> Source document
(begin)

Banishment needed to change. Any spell or action that can finish a fight in one casting is no good for the game. Did they need to change it to add save chances? No, but if they didn't do it that way they needed to remove the permanent banishment aspect and maybe shorten the effect to 30 seconds.
Moonbeam and flaming sphere as non concentration....I could buy that. Maybe drop the damage on moonbeam to1d10 and scale based on every two levels of upcasting. Fir flaming sphere they could just eliminate the ramming into creatures feature.
Question: Have either of you actually played a character that uses Flaming Sphere / Moonbeam? Cause it sounds like not.
Moonbeam requires an Action to move it. It is balanced against Call Lightning which is also an Action to use.
Flaming Sphere, outside of ramming it into creatures, only does damage at the end of a creature's turn. Unless the enemy is restrained (most spells that do that also require concentration) or grappled (limiting a martial character to a one-handed weapon which deals far less damage than a 2-handed one) the enemy can easily walk out of the radius on their turn and take 0 damage. And because the radius of Flaming Sphere is so small 90% of the time they can make that movement without even provoking an Attack of Opportunity. Plus Flaming Sphere can hurt your allies as well, so depending on the turn order you can end up forcing your friend to choose between an AoO or Flaming Sphere damage.

(end)

> The input
(begin)

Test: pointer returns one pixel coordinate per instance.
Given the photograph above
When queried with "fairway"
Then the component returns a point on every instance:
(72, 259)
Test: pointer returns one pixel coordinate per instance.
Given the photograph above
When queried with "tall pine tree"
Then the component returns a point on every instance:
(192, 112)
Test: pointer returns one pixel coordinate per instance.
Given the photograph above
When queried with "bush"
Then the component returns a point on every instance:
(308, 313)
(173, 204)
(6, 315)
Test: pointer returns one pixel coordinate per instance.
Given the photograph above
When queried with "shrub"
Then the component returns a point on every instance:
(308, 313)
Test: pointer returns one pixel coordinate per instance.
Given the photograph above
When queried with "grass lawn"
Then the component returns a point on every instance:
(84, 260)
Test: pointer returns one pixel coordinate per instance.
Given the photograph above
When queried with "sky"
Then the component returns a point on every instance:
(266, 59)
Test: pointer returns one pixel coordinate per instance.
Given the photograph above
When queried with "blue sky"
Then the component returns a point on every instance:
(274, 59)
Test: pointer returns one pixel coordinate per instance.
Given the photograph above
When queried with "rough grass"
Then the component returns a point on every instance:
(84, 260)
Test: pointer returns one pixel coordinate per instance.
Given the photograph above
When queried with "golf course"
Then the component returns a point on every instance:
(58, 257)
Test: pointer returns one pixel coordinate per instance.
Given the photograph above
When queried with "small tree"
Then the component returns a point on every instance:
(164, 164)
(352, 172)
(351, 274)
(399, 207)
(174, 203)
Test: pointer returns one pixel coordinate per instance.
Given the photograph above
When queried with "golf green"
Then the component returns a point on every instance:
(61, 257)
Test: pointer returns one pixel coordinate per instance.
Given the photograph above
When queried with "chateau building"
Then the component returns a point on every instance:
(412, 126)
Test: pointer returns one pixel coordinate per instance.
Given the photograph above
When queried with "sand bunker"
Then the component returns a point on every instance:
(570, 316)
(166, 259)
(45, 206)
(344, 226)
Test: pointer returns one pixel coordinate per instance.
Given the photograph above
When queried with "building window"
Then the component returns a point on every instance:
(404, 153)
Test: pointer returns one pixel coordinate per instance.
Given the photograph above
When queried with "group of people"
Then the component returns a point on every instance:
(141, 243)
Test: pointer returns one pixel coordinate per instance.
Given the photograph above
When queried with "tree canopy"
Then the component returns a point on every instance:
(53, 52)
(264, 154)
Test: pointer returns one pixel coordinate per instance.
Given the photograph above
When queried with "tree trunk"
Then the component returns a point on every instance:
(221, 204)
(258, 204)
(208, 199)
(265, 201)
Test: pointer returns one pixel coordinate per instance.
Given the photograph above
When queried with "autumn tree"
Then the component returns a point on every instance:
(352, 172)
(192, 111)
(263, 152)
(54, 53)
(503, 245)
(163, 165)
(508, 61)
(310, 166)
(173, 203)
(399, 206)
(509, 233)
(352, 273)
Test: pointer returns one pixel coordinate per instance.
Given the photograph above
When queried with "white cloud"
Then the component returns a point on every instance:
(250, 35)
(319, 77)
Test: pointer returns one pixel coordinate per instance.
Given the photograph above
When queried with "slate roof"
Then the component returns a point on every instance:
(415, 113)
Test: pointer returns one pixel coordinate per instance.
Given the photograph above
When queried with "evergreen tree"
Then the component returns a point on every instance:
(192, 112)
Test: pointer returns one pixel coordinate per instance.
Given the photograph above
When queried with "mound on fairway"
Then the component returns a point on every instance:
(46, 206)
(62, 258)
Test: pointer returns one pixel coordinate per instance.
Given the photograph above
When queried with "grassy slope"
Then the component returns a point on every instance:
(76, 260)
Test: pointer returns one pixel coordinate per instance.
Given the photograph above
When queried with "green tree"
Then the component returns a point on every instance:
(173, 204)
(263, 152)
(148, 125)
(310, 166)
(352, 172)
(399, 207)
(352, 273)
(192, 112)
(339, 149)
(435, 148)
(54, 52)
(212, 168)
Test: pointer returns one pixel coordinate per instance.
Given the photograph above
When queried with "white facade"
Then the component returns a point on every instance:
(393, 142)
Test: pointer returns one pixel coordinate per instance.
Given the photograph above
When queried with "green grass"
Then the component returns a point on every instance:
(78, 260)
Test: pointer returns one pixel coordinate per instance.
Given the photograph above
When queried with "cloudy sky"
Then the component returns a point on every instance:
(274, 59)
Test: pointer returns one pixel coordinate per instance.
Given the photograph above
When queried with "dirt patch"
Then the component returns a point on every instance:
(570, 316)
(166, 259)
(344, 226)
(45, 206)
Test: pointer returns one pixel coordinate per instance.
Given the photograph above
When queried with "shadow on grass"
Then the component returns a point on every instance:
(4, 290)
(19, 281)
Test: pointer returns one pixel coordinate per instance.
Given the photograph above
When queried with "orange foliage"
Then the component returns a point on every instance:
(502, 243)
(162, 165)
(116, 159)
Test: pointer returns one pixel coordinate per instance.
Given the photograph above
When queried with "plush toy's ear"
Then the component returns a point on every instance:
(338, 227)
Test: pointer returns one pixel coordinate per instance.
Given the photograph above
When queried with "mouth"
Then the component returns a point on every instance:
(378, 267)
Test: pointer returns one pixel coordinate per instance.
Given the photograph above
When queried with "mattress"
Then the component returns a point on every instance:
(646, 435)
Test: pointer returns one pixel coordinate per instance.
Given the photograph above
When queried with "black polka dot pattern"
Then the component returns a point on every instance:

(end)

> Actions to take
a - In the text on spell balance, rewrite everything from "Question: Have either" down to "Action to use.", swapping "Moonbeam" for "Sunbeam".
b - Count the lines of the records that contain the string "golf", and reply with the number only.

> The answers
a -
Question: Have either of you actually played a character that uses Flaming Sphere / Sunbeam? Cause it sounds like not.
Sunbeam requires an Action to move it. It is balanced against Call Lightning which is also an Action to use.

b - 2